• _Prompt_
Answer the following questions using the office action below:
(a) The application was filed on or after what date?
(b) Which claims are rejected under 35 U.S.C. 103?
(c) According to the cited passage of Wen et al, which module extracts text and/or images from the webpage?

• _Text to read_
-- -- --

DETAILED ACTION
Notice of Pre-AIA  or AIA  Status
The present application, filed on or after March 16, 2013, is being examined under the first inventor to file provisions of the AIA .20190065589.pn.


Claim Rejections - 35 USC § 103
In the event the determination of the status of the application as subject to AIA  35 U.S.C. 102 and 103 (or as subject to pre-AIA  35 U.S.C. 102 and 103) is incorrect, any correction of the statutory basis for the rejection will not be considered a new ground of rejection if the prior art relied upon, and the rationale supporting the rejection, would be the same under either status.  
The following is a quotation of 35 U.S.C. 103 which forms the basis for all obviousness rejections set forth in this Office action:
A patent for a claimed invention may not be obtained, notwithstanding that the claimed invention is not identically disclosed as set forth in section 102, if the differences between the claimed invention and the prior art are such that the claimed invention as a whole would have been obvious before the effective filing date of the claimed invention to a person having ordinary skill in the art to which the claimed invention pertains. Patentability shall not be negated by the manner in which the invention was made.

Claim(s) 1, 10, 11  is/are rejected under 35 U.S.C. 103 as being unpatentable over Wen et al US 2019/0065589 in view of Tao et al 2020/0104288.
Regarding claim 1, Wen et al teaches a method for automatically searching, isolating and extracting information-of-interest from single or multi-page, unknown layout, unstructured text data sources (webpage content module 116 can include a feature extraction module 202 that extracts text and/or one or more images (searching and isolating by looking for text or images in a webpage and extracting them) from the webpage (single or multi-page, unknown layout, unstructured text data source, also see paragraph 4 applicant’s specification) (paragraph 0050), comprising the steps of: providing a first computer processing system, comprising: 
a computer processor unit (processing unit 114 (paragraph 0044)); and 
a non-transitory computer readable medium operably associated with the computer processor unit (paragraph 0012 and 0099), the non-transitory computer readable medium storing instructions executable by the computer processor unit to perform the steps of: 
inputting a first list of the single or multi-page, unknown layout unstructured text data source (webpages, paragraph 50)
inputting a second list of information-of-interest to be detected, (positive samples of the classifier and  training data, paragraph 54,  isolated and extracted from the single or multi-page, unknown layout, unstructured text data sources (the feature extraction module 202 can use a pruning operation to identify candidate elements (second list of information of interest) on a webpage that may include information of interest (e.g., a title or a breadcrumb). A set of features can be extracted from the candidate elements, and the features can be input into a trained classifier to obtain a final determination of the webpage elements that include the information of interest (paragraph 0051), wherein the second list includes a list of labels (e.g., label 1 and label 0, paragraph 54)

-- -- --

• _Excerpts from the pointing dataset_
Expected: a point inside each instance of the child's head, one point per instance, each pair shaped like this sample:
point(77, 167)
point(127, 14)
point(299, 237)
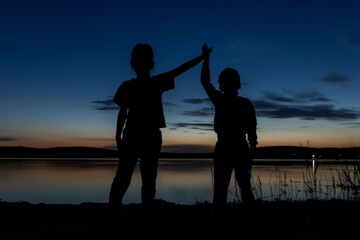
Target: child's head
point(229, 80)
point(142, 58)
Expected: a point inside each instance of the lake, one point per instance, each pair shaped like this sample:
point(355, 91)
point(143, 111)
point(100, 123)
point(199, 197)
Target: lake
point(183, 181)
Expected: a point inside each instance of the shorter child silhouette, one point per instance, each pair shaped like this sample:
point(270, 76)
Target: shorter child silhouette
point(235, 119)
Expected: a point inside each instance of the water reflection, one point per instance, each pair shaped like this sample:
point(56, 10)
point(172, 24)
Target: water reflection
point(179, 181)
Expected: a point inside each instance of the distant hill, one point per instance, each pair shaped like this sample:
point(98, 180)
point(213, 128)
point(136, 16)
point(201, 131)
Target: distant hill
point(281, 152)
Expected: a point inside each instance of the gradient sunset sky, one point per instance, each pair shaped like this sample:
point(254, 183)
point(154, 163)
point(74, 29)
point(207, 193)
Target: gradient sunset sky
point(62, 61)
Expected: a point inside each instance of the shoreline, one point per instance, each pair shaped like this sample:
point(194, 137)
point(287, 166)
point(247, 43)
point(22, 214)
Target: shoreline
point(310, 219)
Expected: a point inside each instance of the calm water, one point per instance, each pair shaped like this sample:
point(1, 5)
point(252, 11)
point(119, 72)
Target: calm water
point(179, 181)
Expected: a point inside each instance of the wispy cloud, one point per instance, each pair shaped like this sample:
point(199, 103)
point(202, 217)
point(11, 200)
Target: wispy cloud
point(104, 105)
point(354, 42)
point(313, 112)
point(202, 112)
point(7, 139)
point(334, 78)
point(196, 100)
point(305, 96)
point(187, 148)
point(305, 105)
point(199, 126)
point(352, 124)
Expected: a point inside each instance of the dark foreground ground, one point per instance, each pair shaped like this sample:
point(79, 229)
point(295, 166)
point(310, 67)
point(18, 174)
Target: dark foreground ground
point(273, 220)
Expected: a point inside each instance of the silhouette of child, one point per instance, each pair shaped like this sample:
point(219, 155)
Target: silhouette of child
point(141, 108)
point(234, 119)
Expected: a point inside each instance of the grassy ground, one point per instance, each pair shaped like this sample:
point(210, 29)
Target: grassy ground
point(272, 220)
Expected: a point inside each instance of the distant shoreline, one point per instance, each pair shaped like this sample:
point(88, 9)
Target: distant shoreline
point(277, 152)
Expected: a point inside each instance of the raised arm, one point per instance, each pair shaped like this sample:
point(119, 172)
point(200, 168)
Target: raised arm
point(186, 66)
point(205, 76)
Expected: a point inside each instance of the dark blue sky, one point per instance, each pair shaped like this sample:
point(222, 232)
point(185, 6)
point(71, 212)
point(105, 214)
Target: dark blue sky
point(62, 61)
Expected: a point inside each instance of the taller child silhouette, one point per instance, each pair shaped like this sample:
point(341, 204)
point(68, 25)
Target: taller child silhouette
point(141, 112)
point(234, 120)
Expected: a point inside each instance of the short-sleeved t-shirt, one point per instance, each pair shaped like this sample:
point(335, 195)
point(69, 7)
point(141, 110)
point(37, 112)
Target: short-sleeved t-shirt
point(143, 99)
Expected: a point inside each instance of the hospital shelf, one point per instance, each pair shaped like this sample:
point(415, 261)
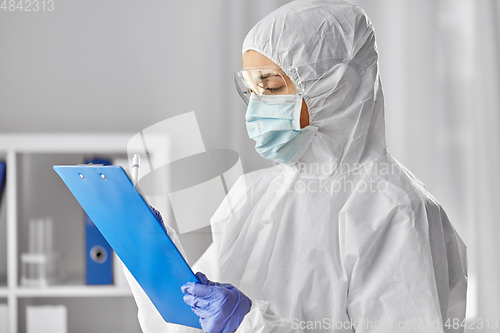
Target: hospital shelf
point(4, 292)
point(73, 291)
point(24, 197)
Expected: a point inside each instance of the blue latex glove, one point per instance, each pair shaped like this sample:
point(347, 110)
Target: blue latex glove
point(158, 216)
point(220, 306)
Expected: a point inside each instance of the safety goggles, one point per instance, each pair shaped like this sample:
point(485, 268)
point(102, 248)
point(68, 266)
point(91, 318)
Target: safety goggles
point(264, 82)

-- -- --

• _Answer to the exercise_
(a) March 16, 2013
(b) Claims 1, 10, and 11
(c) Feature extraction module 202